___ MATERIAL SHOWN ___
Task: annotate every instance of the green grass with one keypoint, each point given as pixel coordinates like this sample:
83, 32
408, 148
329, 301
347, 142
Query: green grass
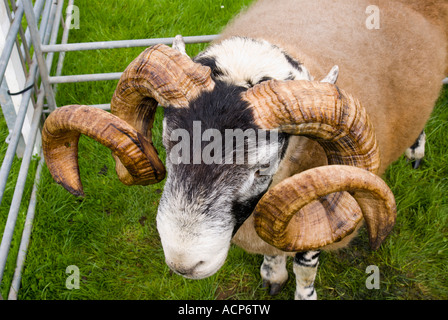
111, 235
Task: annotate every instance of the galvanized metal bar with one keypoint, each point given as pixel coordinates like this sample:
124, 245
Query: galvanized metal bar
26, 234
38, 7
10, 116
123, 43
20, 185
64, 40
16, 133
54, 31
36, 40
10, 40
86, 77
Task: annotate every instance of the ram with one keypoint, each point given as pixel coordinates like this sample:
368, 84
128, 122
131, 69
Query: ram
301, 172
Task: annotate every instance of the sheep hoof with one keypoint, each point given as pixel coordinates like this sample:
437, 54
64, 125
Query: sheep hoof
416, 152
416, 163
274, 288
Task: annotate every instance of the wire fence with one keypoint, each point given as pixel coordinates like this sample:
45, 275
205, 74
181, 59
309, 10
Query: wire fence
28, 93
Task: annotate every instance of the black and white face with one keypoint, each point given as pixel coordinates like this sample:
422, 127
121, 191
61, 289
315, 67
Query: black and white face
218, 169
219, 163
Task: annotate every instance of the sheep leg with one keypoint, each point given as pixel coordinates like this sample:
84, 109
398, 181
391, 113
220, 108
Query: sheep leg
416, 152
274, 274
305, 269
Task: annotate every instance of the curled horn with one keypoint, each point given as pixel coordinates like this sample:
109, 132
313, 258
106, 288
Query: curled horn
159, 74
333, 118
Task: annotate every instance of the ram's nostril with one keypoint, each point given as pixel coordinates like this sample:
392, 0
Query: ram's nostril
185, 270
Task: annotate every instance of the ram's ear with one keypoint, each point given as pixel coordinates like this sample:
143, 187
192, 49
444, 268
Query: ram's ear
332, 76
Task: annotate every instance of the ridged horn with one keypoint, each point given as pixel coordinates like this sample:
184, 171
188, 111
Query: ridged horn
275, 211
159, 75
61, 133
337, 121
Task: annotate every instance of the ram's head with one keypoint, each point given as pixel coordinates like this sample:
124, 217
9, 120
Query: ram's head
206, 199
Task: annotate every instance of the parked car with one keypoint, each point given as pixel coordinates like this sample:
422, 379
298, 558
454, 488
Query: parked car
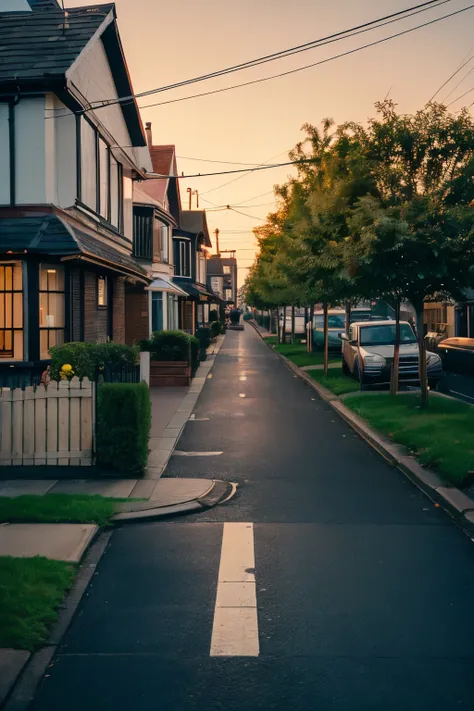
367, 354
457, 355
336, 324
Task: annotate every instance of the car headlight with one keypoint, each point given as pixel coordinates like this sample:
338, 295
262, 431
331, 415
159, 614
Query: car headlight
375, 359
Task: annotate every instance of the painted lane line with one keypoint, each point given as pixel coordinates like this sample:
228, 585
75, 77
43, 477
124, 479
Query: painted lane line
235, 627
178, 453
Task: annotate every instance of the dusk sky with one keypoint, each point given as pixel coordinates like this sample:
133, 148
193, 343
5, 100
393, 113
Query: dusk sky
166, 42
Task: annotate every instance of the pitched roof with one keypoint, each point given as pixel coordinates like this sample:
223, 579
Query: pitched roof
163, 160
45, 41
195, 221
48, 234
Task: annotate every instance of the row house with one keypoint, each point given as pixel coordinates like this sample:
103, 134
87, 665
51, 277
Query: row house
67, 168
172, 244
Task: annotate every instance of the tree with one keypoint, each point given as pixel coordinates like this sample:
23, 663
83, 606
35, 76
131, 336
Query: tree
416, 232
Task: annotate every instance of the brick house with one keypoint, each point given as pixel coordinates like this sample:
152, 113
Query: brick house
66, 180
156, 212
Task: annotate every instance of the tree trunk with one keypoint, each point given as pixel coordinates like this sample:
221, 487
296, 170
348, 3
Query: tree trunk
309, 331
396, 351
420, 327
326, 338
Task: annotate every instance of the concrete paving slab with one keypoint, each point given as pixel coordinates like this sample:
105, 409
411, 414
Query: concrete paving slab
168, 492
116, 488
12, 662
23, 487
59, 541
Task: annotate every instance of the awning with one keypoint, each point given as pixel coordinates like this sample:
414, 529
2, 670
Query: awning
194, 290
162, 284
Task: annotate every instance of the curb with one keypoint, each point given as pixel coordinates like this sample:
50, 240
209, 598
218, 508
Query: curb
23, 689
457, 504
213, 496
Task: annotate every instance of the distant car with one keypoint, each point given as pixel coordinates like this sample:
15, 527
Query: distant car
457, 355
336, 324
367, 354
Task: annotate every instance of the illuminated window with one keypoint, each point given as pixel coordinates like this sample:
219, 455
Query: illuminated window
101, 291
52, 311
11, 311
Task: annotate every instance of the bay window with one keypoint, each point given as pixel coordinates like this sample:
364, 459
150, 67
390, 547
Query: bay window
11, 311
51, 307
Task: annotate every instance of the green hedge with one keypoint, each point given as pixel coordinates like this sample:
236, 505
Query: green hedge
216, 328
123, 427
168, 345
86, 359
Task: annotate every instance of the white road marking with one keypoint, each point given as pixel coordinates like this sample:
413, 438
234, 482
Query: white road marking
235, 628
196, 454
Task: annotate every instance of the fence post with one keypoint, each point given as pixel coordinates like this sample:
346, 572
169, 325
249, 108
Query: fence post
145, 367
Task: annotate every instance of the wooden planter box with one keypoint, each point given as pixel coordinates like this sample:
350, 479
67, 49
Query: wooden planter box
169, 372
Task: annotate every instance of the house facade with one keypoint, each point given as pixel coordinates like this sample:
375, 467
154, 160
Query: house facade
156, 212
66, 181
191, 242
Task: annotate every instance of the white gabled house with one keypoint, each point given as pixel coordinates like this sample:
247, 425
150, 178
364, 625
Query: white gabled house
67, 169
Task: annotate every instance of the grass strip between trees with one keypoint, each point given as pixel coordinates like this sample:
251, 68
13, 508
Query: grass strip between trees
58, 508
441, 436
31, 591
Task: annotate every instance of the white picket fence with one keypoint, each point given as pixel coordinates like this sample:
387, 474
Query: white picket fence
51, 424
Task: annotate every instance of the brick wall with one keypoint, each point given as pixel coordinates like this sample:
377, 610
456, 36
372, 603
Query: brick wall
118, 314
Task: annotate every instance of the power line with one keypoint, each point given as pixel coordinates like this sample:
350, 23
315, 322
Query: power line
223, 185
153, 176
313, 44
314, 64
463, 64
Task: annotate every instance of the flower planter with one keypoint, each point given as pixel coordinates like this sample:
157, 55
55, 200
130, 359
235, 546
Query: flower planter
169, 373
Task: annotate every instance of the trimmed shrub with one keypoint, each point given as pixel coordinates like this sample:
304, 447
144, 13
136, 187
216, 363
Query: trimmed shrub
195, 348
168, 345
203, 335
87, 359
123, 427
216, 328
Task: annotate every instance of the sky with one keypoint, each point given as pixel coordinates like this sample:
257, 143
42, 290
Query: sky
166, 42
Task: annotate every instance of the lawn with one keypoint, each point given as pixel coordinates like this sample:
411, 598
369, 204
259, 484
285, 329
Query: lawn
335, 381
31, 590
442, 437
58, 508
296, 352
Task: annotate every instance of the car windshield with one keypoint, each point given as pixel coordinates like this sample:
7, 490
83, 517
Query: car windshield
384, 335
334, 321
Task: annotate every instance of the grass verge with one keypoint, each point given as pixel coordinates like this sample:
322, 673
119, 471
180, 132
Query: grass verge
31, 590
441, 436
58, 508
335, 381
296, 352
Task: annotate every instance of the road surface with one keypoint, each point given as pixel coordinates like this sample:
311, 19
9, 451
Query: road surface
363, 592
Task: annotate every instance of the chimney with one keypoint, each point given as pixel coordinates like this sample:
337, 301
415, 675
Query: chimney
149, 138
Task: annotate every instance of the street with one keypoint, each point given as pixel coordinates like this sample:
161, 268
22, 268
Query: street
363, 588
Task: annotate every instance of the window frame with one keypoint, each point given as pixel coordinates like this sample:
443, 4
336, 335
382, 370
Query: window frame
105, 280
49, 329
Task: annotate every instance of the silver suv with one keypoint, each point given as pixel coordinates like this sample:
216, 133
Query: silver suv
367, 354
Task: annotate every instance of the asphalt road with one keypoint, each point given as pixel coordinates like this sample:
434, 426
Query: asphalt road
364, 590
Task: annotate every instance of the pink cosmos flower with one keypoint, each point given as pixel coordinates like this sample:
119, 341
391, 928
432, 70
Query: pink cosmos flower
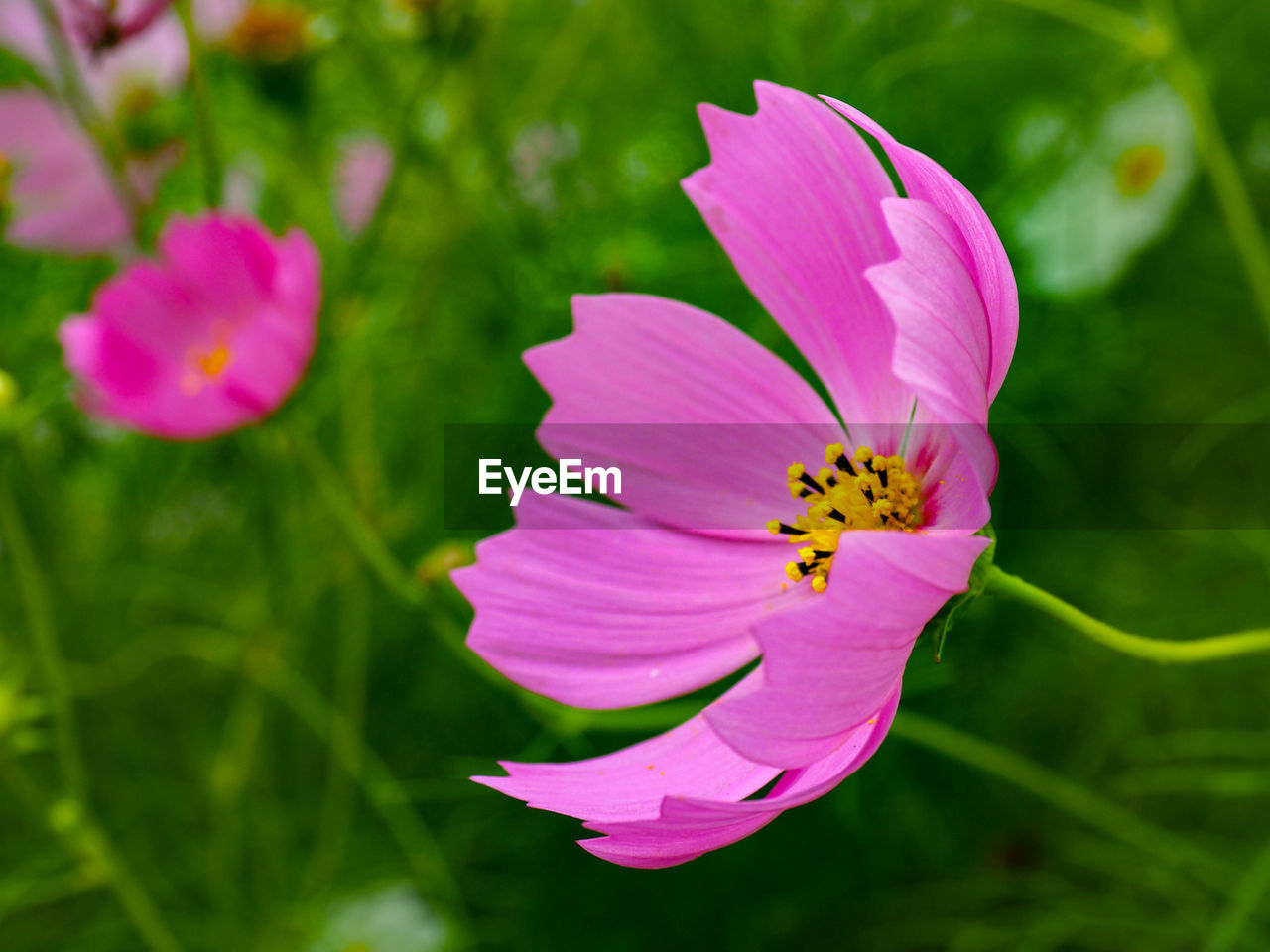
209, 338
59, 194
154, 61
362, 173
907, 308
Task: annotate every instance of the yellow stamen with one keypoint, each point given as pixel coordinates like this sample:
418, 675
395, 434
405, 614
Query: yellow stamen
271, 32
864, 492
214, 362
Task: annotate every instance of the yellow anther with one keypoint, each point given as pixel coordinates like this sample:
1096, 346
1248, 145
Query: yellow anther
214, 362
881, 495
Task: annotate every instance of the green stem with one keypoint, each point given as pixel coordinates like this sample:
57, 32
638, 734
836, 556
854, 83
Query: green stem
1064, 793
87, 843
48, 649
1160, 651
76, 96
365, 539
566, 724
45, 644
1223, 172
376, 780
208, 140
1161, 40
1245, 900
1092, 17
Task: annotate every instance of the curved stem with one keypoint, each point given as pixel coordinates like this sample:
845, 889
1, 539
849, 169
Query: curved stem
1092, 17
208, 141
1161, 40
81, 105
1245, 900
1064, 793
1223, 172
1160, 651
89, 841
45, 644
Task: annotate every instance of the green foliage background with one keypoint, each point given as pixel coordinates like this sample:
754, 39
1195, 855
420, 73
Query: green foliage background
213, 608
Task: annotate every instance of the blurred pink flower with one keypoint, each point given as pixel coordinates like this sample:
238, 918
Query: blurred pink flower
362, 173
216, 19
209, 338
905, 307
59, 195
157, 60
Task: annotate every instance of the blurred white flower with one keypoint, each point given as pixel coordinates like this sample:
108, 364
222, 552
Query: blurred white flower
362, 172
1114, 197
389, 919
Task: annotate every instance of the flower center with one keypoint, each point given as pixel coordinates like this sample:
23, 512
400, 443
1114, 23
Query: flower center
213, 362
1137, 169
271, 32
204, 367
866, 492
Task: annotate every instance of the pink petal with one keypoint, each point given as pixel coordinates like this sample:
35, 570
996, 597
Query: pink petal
___
▶ **WHAT THIS TASK INVOLVES**: Every line from the one containing "Task: annotate every instance of the pink cosmos" through the end of the data above should be copied exactly; nothing else is copied, and pictures are omitted.

▶ **SOLUTION FOR THIS PROBLEM**:
Task: annotate every instance of the pink cosmos flower with one keypoint, each point given as pixel coordinates like this sample:
119, 341
391, 928
432, 70
Query: pink cosmos flower
209, 338
59, 194
154, 61
362, 173
907, 308
Task: annotate every instance of the yellow stamen with one keypoint, each point given as pixel coordinates like this sample:
418, 675
395, 434
405, 614
Query: yellow stamen
271, 32
864, 492
214, 362
Task: annotate every instance of the yellow anther with one keypoint, each point given as pixel coordinates like this sample:
1096, 346
1248, 145
Query: yellow anther
214, 362
881, 495
Task: annotate every instance of the green stem with one keypoint, each point given as pixel coordinates like this sample:
57, 32
638, 734
836, 556
854, 83
Query: green stem
1064, 793
87, 843
48, 649
1160, 651
76, 96
365, 539
566, 724
45, 644
1223, 172
376, 780
208, 140
1161, 40
1245, 900
1092, 17
Task: annotate every instance of the curved stem with one keypoint, each point given as pixel coordinates like this sample:
845, 889
1, 539
849, 169
Query: curved stem
1092, 17
208, 141
1161, 40
81, 105
1245, 900
1064, 793
1223, 172
1160, 651
89, 841
45, 644
Task: annotate every instance of the green foliage background with one keypoint, each point given as pixel coordinates like this sample:
754, 39
1195, 855
420, 73
Query: green foliage background
213, 608
Task: annotate every instance of the blurred pink flower with one keypoint, each point given as pixel coordinates like this sample:
238, 918
Query: blurred pink flower
362, 173
216, 19
209, 338
905, 307
59, 195
157, 60
Task: annotate every instance of the blurred white flower with one keypoint, each point given as pixel coordinates like this sample:
108, 364
222, 552
Query: blurred white flower
362, 172
1114, 197
389, 919
Task: annotate every instance of the flower center with one keypoint, each point given as pixel coordinates like this sample:
23, 512
400, 443
1114, 23
Query: flower center
213, 362
1137, 169
271, 32
204, 367
866, 492
Task: annotate every instance of the pink petal with one keypoint, each point given as pixel coordinates like this sample:
35, 570
996, 597
Query: pink petal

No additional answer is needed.